--- Given problem ---
State how many lines in the records below contain the word "window", and give only that number.

* begin *

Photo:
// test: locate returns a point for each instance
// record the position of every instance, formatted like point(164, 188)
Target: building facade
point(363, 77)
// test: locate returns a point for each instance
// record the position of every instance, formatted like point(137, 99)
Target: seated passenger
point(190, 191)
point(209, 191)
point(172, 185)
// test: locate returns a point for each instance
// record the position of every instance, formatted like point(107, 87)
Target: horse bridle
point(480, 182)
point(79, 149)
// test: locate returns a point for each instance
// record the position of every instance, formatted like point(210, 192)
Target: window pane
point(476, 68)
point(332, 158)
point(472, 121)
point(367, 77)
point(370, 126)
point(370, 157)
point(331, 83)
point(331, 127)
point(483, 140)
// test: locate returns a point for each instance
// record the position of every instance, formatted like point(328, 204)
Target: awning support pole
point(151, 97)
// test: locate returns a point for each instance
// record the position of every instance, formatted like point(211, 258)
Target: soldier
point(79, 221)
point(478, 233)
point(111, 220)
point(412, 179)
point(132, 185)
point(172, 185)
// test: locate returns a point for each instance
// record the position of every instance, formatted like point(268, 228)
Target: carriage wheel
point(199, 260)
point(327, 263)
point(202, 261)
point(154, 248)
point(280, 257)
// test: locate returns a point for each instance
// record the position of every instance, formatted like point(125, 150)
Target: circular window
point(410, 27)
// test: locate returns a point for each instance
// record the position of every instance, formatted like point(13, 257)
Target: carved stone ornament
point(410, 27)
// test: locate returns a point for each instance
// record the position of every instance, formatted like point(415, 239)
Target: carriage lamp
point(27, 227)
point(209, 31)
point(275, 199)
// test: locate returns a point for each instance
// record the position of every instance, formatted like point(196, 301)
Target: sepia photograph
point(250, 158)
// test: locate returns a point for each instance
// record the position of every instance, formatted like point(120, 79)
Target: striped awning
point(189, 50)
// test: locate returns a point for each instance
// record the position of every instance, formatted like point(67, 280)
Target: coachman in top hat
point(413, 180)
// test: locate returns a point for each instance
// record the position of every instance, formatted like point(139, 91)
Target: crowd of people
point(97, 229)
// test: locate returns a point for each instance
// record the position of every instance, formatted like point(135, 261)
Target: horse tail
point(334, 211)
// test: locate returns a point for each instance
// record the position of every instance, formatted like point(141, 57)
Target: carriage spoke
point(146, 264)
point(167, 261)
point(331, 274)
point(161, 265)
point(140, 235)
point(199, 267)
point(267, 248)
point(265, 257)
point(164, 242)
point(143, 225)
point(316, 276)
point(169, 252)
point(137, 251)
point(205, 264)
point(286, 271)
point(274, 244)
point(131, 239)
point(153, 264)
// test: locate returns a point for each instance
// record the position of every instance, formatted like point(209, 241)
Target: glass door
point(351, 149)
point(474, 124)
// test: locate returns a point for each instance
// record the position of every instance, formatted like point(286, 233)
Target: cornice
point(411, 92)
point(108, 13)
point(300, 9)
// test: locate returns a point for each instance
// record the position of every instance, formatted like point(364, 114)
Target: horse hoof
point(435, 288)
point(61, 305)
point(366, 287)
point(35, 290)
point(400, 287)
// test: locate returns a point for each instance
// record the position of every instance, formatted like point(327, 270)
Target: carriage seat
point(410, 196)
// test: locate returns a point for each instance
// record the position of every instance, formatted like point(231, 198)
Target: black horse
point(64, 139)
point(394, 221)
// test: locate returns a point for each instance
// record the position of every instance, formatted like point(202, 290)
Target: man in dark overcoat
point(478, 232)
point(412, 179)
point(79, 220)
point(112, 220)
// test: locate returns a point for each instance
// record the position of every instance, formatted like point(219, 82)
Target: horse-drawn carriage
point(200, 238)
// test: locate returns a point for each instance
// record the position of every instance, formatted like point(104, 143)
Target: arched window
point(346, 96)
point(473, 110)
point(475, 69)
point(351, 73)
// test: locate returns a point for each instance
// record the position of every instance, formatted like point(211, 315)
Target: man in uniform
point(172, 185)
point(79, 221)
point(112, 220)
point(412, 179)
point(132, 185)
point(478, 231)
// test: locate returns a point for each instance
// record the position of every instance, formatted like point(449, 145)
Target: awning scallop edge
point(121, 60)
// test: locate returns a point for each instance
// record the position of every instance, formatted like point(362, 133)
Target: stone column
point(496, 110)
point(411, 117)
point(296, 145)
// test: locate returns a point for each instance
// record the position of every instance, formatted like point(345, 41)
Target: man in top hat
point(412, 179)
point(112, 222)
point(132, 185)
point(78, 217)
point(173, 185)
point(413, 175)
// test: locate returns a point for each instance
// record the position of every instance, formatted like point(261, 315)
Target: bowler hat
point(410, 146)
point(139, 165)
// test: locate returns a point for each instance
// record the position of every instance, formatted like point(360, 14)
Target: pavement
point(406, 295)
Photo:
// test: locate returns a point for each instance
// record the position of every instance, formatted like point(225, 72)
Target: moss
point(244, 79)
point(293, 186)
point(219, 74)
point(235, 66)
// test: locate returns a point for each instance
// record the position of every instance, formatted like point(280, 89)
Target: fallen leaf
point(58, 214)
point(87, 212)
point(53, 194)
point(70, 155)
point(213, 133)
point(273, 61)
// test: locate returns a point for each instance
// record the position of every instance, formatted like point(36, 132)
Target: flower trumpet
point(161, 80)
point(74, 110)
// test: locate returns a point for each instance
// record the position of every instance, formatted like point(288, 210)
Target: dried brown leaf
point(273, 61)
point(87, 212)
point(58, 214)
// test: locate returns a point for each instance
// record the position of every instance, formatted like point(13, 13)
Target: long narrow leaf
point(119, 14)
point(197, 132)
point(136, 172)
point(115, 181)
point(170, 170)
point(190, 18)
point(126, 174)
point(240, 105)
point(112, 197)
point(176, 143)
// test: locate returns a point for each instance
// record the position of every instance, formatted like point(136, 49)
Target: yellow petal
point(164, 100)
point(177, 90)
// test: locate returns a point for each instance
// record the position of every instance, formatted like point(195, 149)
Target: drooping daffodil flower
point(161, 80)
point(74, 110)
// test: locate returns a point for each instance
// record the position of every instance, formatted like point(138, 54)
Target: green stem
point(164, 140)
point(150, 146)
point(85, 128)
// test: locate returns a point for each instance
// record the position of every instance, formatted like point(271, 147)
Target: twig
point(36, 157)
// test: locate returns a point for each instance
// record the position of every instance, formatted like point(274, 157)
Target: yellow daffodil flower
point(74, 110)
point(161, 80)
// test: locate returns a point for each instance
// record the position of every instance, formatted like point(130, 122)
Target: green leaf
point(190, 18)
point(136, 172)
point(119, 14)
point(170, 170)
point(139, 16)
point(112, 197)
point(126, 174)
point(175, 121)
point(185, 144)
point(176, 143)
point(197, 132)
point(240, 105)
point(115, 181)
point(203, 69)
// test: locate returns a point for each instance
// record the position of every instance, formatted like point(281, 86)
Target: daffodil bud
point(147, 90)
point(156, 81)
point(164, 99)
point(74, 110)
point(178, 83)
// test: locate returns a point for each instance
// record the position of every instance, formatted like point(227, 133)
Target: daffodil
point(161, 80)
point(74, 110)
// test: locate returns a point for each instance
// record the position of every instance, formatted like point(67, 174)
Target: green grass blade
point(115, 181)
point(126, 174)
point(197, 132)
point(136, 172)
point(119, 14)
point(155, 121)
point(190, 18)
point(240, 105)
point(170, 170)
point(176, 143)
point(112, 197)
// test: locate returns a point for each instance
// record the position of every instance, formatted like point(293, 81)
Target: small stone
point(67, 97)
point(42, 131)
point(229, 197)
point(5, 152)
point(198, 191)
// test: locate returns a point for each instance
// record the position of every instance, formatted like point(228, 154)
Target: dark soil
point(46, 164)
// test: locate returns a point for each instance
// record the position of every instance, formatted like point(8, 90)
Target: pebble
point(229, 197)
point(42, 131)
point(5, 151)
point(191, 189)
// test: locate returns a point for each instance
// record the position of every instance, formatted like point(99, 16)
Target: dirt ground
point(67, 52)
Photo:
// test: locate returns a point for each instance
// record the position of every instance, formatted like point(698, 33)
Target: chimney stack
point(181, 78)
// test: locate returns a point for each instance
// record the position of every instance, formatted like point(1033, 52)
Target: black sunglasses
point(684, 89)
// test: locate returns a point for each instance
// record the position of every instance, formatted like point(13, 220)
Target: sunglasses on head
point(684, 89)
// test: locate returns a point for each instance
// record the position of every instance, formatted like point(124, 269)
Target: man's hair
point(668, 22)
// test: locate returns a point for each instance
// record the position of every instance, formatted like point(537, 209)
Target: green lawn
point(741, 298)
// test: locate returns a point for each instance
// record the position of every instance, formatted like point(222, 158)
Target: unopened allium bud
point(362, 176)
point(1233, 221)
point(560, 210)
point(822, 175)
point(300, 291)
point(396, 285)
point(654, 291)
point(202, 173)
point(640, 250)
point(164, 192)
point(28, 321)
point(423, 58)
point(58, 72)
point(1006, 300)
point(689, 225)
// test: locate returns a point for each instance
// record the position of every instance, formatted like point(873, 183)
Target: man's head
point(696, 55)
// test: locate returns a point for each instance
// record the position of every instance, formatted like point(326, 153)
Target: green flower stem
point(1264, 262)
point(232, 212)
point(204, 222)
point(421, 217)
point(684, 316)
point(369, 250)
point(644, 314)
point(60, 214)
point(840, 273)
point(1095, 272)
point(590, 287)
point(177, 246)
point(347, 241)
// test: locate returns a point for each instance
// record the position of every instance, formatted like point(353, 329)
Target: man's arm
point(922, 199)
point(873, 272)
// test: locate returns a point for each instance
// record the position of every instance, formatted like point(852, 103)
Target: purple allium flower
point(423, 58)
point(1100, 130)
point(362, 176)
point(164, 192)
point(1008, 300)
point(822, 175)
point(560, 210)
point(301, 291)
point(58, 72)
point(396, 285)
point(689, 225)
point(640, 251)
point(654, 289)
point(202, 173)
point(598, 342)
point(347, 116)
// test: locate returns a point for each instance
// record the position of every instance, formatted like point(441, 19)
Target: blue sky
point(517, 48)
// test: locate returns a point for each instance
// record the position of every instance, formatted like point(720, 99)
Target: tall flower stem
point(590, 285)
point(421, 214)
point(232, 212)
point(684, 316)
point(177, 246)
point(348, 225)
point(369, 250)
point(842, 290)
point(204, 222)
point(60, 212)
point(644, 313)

* end *

--- Reply ---
3